### DOCUMENT TEXT

^^^^^^^^

The problem with using formula 4.4a, a profile probability, is that it is designed for a structured population. The same evolutionary forces that cause alleles within single genotypes to be dependent, to an extent indicated by the parameter q, also cause alleles between genotypes to be dependent. Profile probabilities are not independent in structured populations, and independence is required for the use of the binomial result (1 – px)N. The problem with using formula 4.1b, the product rule result for heterozygotes, is that some heterozygotes may have higher probabilities in structured populations, and this will not be known in a particular case. The problem with using formula 4.10 is that this gives conditional probabilities, and these cannot be treated as though they are profile probabilities. In particular, formula 4.10 explicitly states that profiles are not independent in a population so that the equation (1 – px)N cannot be appropriate.
Fung and Hu (2000) wished to perform calculations for stains having multiple contributors with the use of the profile probability in NRC II formula 4.4a "because of its simplicity." They multiplied these probabilities over all the contributors to the stain, in clear violation of the assumption of allelic dependence made in that formula. If alleles are dependent within individuals, for reasons "such as relatedness and population subdivision" they are also dependent between individuals. The profile probabilities should not be multiplied together. All the dependencies were taken into account in the treatment of Curran et al. (1999). When there are no dependencies, it is appropriate to use product-rule profile probabilities, as shown by Weir et al. (1997).
Fung and Hu make a further error when considering relatives. They propose multiplying together the conditional probabilities for relatives (e.g., the chance a person has a profile given that his brother has that profile) described by NRC II. They treat conditional probabilities in the same way as they treated profile probabilities, so they ignore the fundamental difference between the two as well as the dependencies among conditional probabilities.

^^^^^^^^

[Source data]

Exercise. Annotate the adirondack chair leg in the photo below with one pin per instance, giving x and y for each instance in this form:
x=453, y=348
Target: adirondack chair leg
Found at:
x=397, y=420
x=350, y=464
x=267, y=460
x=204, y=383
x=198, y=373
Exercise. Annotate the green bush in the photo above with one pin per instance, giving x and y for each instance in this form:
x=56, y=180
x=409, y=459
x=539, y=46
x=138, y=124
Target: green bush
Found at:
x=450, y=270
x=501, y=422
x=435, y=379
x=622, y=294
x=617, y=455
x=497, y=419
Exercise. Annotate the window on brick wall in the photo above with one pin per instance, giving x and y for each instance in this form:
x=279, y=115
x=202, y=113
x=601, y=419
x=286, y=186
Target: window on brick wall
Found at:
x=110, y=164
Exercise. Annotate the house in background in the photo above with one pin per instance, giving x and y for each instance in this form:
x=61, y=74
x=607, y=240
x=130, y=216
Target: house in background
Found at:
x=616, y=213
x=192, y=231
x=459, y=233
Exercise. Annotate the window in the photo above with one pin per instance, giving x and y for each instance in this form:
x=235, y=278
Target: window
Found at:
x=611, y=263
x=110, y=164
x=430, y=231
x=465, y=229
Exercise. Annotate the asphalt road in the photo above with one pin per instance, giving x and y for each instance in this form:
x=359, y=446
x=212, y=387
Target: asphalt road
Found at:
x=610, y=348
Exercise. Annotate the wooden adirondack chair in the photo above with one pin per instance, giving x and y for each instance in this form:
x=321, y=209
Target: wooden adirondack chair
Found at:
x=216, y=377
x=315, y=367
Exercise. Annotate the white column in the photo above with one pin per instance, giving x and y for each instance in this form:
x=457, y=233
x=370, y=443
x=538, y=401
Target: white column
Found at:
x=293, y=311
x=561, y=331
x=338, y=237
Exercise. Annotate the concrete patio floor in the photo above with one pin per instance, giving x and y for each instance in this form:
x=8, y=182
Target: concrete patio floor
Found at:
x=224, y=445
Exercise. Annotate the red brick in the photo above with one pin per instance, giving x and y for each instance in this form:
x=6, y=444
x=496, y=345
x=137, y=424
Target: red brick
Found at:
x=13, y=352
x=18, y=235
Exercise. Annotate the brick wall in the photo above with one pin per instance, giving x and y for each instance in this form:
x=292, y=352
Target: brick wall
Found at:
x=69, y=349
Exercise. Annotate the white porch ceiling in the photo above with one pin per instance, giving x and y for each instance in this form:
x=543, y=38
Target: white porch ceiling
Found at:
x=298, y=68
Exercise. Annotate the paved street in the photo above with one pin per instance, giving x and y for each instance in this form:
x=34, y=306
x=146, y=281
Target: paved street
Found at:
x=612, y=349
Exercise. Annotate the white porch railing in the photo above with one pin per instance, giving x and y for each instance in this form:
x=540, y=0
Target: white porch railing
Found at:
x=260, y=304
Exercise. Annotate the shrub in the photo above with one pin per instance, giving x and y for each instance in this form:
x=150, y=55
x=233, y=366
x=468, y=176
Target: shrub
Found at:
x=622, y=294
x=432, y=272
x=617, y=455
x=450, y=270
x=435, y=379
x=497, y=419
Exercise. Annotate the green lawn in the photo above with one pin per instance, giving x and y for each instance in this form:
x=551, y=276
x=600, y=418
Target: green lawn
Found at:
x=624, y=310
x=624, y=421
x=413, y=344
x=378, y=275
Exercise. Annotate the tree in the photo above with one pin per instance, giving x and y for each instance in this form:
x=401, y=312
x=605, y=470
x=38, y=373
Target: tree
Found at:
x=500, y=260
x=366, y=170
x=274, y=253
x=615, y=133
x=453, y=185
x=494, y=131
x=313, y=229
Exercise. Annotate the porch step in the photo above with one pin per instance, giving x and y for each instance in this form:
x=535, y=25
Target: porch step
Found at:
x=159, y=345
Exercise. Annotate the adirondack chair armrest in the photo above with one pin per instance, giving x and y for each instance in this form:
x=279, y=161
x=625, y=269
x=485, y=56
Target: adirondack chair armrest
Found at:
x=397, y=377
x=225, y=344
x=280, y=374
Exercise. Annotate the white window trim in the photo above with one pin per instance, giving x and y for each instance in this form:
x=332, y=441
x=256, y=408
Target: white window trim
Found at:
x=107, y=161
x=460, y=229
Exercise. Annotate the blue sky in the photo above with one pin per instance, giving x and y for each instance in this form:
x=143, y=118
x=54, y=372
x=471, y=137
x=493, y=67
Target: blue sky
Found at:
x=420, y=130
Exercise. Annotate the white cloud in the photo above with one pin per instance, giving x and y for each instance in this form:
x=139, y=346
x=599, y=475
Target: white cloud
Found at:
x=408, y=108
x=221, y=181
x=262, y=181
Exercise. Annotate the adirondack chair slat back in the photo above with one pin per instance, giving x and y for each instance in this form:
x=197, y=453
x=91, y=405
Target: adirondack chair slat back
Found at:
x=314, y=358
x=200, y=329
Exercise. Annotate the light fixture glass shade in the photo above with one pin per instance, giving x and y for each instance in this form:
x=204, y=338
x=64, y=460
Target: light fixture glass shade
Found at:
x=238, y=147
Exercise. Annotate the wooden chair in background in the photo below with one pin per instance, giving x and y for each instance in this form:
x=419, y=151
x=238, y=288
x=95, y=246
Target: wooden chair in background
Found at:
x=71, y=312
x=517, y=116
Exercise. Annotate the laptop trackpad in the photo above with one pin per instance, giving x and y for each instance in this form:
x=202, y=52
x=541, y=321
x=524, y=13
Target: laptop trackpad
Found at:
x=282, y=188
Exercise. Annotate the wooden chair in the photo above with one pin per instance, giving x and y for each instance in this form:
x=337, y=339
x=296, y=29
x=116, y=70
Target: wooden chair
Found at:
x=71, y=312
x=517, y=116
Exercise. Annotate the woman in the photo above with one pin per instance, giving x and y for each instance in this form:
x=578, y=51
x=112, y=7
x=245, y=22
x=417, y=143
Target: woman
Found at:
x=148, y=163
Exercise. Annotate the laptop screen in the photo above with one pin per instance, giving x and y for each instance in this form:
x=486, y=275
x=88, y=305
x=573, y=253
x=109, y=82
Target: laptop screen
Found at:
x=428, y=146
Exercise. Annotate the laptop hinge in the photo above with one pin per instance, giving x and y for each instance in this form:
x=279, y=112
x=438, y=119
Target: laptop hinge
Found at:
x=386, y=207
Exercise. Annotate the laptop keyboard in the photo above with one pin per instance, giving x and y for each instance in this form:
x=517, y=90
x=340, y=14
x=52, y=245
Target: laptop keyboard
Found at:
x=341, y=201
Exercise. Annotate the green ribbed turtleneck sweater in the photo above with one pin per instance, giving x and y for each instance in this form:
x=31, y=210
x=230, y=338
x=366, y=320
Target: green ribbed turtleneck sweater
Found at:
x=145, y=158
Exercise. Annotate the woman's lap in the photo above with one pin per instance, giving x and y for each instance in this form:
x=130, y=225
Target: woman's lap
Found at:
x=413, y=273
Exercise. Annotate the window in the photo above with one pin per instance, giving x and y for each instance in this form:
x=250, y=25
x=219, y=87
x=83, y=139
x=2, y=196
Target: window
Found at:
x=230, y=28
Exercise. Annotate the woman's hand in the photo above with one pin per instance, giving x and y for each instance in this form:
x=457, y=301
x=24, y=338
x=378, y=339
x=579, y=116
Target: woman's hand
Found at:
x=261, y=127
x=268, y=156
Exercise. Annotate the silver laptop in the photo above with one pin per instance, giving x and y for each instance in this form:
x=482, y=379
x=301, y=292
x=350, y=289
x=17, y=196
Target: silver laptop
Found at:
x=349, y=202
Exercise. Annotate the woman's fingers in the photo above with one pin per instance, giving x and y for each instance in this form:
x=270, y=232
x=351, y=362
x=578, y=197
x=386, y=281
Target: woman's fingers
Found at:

^^^^^^^^

### TASK REQUIREMENTS
[1] Rewrite the paragraph of the text on DNA profile probabilities that begins "Fung and Hu (2000) wished" as a short bulleted list, keeping its main facts.
[2] For each statement, say yes or no to whether the text on DNA profile probabilities supports it, and quote the words that decide it: (a) Formula 4.10 gives conditional probabilities. (b) Curran et al. (1999) ignored the dependencies. (c) Fung and Hu handle conditional probabilities for relatives differently from profile probabilities.
[3] Reproduce everything in the text on DNA profile probabilities from "Fung and Hu make" down to "among conditional probabilities.".

### RESPONSES
[1]
- Fung and Hu (2000) chose the NRC II formula 4.4a profile probability for stains with multiple contributors because of its simplicity.
- They multiplied these probabilities over all contributors, violating that formula's assumption of allelic dependence.
- Alleles that are dependent within individuals, for reasons such as relatedness and population subdivision, are also dependent between individuals, so profile probabilities should not be multiplied together.
- Curran et al. (1999) took all the dependencies into account.
- When there are no dependencies, product-rule profile probabilities are appropriate, as Weir et al. (1997) showed.

[2]
(a) Yes: "this gives conditional probabilities"
(b) No: "All the dependencies were taken into account in the treatment of Curran et al. (1999)."
(c) No: "They treat conditional probabilities in the same way as they treated profile probabilities"

[3]
Fung and Hu make a further error when considering relatives. They propose multiplying together the conditional probabilities for relatives (e.g., the chance a person has a profile given that his brother has that profile) described by NRC II. They treat conditional probabilities in the same way as they treated profile probabilities, so they ignore the fundamental difference between the two as well as the dependencies among conditional probabilities.